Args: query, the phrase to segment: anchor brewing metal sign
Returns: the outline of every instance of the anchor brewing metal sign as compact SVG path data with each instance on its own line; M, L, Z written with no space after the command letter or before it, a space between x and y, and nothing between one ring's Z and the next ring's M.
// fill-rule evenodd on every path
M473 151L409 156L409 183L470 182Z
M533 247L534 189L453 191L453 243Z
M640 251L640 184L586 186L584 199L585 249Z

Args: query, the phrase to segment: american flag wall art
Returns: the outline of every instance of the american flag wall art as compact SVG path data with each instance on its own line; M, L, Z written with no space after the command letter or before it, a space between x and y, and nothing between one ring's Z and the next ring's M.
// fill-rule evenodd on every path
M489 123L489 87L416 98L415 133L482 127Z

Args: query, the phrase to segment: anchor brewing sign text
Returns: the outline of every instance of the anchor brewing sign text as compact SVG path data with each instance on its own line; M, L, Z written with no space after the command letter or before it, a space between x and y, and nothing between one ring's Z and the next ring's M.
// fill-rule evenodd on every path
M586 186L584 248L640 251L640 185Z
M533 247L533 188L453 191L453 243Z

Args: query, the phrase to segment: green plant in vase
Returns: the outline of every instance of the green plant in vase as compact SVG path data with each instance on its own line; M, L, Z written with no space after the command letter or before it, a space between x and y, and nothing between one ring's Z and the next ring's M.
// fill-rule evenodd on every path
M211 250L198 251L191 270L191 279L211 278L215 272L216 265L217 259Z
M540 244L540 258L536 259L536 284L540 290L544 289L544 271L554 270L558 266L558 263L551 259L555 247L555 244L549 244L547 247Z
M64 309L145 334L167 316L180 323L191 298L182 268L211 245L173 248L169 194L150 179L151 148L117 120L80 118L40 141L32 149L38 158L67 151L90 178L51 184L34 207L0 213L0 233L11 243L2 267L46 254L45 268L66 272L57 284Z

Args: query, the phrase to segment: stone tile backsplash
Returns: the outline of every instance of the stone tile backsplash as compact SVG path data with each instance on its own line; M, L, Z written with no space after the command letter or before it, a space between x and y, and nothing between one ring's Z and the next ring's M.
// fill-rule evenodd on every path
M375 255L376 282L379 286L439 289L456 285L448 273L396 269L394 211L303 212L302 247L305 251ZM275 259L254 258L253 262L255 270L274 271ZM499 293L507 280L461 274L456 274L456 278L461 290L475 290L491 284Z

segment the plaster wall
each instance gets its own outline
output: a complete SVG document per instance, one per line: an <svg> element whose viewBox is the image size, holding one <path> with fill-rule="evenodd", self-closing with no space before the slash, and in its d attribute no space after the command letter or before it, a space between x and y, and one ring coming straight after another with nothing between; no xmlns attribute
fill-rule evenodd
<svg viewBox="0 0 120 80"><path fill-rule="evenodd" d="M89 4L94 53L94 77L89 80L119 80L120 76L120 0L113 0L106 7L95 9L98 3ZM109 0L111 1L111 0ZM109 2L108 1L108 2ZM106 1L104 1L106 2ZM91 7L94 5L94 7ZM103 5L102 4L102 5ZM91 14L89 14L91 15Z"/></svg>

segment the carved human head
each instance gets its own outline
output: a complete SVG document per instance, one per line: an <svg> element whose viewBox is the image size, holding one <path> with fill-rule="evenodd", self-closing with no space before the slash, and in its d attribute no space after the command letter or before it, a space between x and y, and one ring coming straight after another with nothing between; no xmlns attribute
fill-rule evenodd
=====
## [Task to complete]
Your answer must be an exact transcription of every record above.

## [Response]
Args: query, the phrase to segment: anchor brewing metal sign
Returns: the outline of every instance of the anchor brewing metal sign as compact SVG path data with each instance on its own line; M, L, Z written with no space after the command letter or before it, a space between x and y, and nothing between one ring's Z and the next ring's M.
// fill-rule evenodd on every path
M473 151L409 156L409 183L470 182Z
M533 247L534 189L453 191L453 243Z
M640 251L640 184L586 186L584 199L585 249Z

Args: query, the phrase to segment: american flag wall art
Returns: the outline of every instance of the american flag wall art as compact SVG path data with each instance on its own line; M, L, Z written with no space after the command letter or before it, a space between x and y, and nothing between one ring's Z and the next ring's M.
// fill-rule evenodd on every path
M489 123L489 87L416 98L415 133L482 127Z

Args: query, the phrase to segment: anchor brewing sign text
Returns: the outline of every instance of the anchor brewing sign text as compact SVG path data with each instance on its own line; M, L, Z written with no space after the command letter or before it, a space between x and y, and nothing between one ring's Z and the next ring's M.
// fill-rule evenodd on every path
M586 186L584 248L640 251L640 185Z
M533 247L533 188L453 191L453 243Z

Args: query, the phrase to segment: green plant in vase
Returns: the outline of every instance of the green plant in vase as compact SVG path data with each instance on its own line; M, L, Z written with no space after the command letter or before it, a space between x and y, and nothing between one ring's Z and the next ring's M.
// fill-rule evenodd on every path
M211 250L198 251L191 270L191 279L211 278L215 272L216 265L217 259Z
M540 244L540 258L536 259L536 284L540 290L544 289L544 271L554 270L558 266L558 263L551 259L555 247L555 244L549 244L547 247Z
M64 309L145 334L167 316L180 323L191 298L182 268L211 245L173 248L169 194L150 179L151 148L117 120L80 118L40 141L32 149L38 158L67 151L90 178L51 184L34 207L0 213L0 233L11 243L2 267L46 254L45 268L66 272L57 284Z

Args: query, the phrase to segment: stone tile backsplash
Returns: the outline of every instance of the stone tile backsplash as compact SVG path data with each instance on its own line; M, L, Z written with no space after the command letter or before it, a space between x and y, and nothing between one ring's Z and the next ring's M.
// fill-rule evenodd on every path
M375 255L376 282L379 286L439 289L456 285L448 273L396 269L394 211L303 212L302 247L305 251ZM275 259L254 258L253 262L255 270L274 271ZM499 293L507 280L461 274L456 274L456 278L461 290L475 290L491 284Z

segment the plaster wall
each instance gets its own outline
output: a complete SVG document per instance, one per line: an <svg> element whose viewBox is the image size, holding one <path> with fill-rule="evenodd", self-closing with no space before the slash, and in its d attribute no space after the command letter or before it, a space between x and y, and one ring coming straight after another with nothing between; no xmlns attribute
fill-rule evenodd
<svg viewBox="0 0 120 80"><path fill-rule="evenodd" d="M89 4L94 53L94 77L89 80L119 80L120 76L120 0L113 0L106 7L95 9L98 3ZM109 0L111 1L111 0ZM109 2L108 1L108 2ZM106 1L104 1L106 2ZM91 7L94 5L94 7ZM103 5L102 4L102 5ZM91 14L89 14L91 15Z"/></svg>

segment the carved human head
each instance gets its own outline
output: a complete SVG document per instance, one per line: an <svg> element whose viewBox is the image size, holding one <path> with fill-rule="evenodd", self-closing with no space before the slash, and in its d attribute no space after the command letter or before it, a space between x and y, and one ring coming straight after another with nothing between; no xmlns attribute
fill-rule evenodd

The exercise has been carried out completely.